▸ **TASKS FOR THIS EXERCISE**:
[1] Transcribe the chisel box thread from "Regarding timber, I" up to and including "is it exspensive?".
[2] Answer these questions from the chisel box thread:
(a) Which program did the first poster use to design the box?
(b) What is meant to be kept on the piece of ply above the chisels?
(c) Which ash does devonwoody prefer, and for what reason?
[3] Rewrite the paragraph beginning "Regarding timber" in the chisel box thread as one shorter sentence, keeping its main points.

# Chisels box



## mtt.tr (20 Jan 2010)

I was looking into building a chisel box this is what i have designed in google sketch up which is a useful program but drawing by hand i felt would off been quicker 







because of the amount of space it will have a piece of ply above the the chisels to keep small marking tools there (maybe an/and oil stone) 

But could any off you suggest a decent wood i was thinking redwood what are the typical prices on redwood? 

I hope to build this by hand apart from the nominal cuts which will be done on a bench saw 

Any thoughts/input would be great


----------



## devonwoody (20 Jan 2010)

Regarding timber, I would find an old piece of timber from some discarded furniture, softwood would be the last thing I would use.


----------



## mtt.tr (20 Jan 2010)

i was thinking about using ash? would it be suitable, and how easy/hard is it to work. also is it exspensive?


----------



## devonwoody (20 Jan 2010)

I prefer American Ash the grain is normally less coarse than local stuff.

What part of the country are you?

▸ **DATASET CONTENT**:

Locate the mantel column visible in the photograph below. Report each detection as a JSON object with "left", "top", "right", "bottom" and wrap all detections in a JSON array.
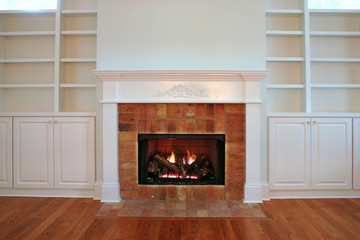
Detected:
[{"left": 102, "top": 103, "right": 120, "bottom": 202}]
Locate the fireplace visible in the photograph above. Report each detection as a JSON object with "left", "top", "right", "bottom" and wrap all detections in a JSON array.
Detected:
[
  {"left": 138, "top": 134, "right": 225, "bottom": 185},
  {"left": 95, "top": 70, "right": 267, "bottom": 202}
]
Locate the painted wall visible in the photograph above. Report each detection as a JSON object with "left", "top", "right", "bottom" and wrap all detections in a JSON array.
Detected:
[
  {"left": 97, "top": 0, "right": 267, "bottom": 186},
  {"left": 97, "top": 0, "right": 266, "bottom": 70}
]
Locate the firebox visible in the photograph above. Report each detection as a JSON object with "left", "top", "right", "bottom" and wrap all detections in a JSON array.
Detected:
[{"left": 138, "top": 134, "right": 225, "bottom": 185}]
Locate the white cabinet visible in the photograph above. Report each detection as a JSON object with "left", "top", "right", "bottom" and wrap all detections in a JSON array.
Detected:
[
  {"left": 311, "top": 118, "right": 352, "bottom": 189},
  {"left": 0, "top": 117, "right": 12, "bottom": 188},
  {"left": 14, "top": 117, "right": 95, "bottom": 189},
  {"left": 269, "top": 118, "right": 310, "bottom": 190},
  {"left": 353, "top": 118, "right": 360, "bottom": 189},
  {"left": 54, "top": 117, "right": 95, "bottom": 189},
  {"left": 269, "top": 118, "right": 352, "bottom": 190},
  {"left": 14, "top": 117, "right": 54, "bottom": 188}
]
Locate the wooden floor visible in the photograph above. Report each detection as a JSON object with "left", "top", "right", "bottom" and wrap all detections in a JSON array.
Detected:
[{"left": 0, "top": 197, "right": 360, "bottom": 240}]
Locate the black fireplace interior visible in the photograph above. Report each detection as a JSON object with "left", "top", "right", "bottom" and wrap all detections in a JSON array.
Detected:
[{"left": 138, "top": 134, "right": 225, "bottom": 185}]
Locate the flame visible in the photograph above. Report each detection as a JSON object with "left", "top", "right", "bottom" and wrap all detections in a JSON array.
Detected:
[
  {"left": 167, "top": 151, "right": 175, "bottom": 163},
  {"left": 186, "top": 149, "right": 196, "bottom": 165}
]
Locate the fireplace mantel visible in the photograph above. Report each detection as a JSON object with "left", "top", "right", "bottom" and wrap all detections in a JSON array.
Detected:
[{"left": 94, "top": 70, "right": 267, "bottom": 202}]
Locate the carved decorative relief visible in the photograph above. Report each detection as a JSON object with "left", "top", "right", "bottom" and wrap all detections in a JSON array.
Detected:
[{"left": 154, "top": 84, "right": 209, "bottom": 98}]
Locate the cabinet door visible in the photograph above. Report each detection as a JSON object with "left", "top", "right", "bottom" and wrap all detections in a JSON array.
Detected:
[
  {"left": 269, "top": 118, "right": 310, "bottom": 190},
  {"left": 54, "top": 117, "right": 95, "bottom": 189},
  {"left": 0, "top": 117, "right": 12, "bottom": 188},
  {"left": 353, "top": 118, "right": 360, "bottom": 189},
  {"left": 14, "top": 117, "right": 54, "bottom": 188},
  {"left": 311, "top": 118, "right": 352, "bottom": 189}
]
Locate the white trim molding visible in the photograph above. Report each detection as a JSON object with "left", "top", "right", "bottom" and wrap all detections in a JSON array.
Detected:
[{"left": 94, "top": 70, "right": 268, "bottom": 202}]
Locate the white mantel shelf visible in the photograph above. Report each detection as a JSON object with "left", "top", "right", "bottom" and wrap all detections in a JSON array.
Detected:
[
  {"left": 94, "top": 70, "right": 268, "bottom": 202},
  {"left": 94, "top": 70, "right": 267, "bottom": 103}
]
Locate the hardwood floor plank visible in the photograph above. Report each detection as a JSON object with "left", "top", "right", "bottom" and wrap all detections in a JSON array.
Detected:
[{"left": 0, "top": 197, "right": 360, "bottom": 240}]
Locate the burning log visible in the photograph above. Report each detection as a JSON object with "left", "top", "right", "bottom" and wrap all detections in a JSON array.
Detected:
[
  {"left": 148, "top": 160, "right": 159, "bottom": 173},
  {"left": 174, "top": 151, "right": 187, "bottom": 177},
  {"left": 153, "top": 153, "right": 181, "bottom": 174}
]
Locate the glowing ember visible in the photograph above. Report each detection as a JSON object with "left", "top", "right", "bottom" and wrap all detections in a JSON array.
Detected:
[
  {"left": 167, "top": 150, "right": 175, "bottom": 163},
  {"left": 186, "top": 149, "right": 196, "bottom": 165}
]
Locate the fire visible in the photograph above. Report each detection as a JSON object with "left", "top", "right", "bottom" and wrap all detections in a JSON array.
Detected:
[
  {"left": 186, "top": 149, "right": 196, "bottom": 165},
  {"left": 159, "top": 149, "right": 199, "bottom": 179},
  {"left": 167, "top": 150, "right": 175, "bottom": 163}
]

▸ **PER-TASK OUTPUTS**:
[1]
Regarding timber, I would find an old piece of timber from some discarded furniture, softwood would be the last thing I would use.


----------



## mtt.tr (20 Jan 2010)

i was thinking about using ash? would it be suitable, and how easy/hard is it to work. also is it exspensive?

[2]
(a) Google SketchUp.
(b) Small marking tools, and possibly an oil stone.
(c) American Ash, because its grain is normally less coarse than that of local ash.

[3] Use old timber from discarded furniture, with softwood as the last choice.